[Directions for this task]: Restate the whole listing word for word, missing no line.

[Provided entries]:
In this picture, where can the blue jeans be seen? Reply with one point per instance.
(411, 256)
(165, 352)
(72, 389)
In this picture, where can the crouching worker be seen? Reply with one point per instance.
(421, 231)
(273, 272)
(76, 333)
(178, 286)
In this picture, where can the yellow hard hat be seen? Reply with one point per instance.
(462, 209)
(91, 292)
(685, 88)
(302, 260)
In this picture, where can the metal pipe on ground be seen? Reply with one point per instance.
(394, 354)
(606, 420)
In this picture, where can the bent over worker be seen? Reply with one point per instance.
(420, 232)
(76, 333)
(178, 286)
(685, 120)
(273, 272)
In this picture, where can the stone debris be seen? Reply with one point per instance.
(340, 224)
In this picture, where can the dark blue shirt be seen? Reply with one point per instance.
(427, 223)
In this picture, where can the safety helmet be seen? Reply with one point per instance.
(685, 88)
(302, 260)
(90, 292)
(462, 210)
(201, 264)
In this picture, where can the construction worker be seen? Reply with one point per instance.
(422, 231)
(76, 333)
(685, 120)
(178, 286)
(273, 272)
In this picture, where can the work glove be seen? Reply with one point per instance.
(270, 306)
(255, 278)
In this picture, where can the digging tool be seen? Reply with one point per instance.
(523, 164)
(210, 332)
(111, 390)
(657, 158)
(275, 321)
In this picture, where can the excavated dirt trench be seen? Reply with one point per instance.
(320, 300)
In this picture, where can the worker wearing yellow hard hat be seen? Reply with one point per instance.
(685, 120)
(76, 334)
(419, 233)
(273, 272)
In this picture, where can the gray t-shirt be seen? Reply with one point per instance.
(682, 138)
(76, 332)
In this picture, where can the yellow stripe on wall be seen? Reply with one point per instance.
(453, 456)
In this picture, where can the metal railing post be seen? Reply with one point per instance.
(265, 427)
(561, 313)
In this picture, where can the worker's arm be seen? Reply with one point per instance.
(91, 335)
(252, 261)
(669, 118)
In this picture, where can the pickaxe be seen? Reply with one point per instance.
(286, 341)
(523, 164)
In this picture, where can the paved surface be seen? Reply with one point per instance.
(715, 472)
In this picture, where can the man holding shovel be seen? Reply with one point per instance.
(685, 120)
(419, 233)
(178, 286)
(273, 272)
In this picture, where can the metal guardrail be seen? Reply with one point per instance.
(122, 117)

[Response box]:
In this picture, where can the blue jeans be seen? Reply with one point per instance.
(411, 256)
(165, 352)
(72, 389)
In this picture, where can the crouching worker be seen? Reply with one point per instance.
(421, 231)
(273, 272)
(76, 333)
(178, 286)
In this picture, where can the yellow hard hat be seen? Reply with one point per instance.
(462, 209)
(91, 292)
(685, 88)
(302, 260)
In this picture, where can the metal pipe on ground be seen? Reply with one point per instance.
(394, 354)
(606, 420)
In this picture, where can the bent over worker be seen? Reply with one point per instance.
(420, 232)
(76, 333)
(178, 286)
(685, 120)
(273, 272)
In this picture, where can the stone debris be seen? Reply with one point per instance.
(340, 224)
In this picture, where can the dark blue shirt be seen? Reply with one point per instance.
(427, 223)
In this picture, where can the safety helmet be seen? Reply with one point per instance.
(685, 88)
(302, 260)
(90, 292)
(462, 210)
(201, 264)
In this picture, where can the construction worker be seen? Reply with one point per instance.
(422, 231)
(76, 333)
(685, 120)
(178, 286)
(273, 272)
In this picture, where can the work glove be seen? Reply with one point per instance.
(270, 306)
(255, 278)
In this picture, where can the digging tool be seen? Reply with one point per instance.
(523, 164)
(210, 332)
(111, 390)
(657, 158)
(275, 321)
In this picture, where can the excavated dirt trench be seen? Reply with one point per instance.
(320, 300)
In this picture, where can the worker wearing yellow hard hat be seen? Reply with one point per instance.
(685, 120)
(76, 334)
(419, 233)
(273, 272)
In this picture, where can the gray t-shirt be seen? Reply with one point per instance.
(682, 138)
(76, 332)
In this picture, where can the yellow stripe on wall be seen? Reply with one point per instance.
(453, 456)
In this picture, where can the metal railing post be seen? Reply with one point per instance.
(265, 427)
(561, 313)
In this picture, where can the worker's arm be seen? Reply with one point per instance.
(91, 335)
(252, 261)
(669, 118)
In this picture, where can the pickaxe be seen? Reply with one point per instance.
(286, 341)
(523, 164)
In this picture, where can the paved surface be seen? Reply with one point per instance.
(715, 472)
In this picture, where can the man holding shovel be seen? Reply with one point per instance.
(685, 120)
(419, 233)
(178, 286)
(273, 272)
In this picture, where can the metal guardrail be seen? Reply with one point per instance.
(122, 117)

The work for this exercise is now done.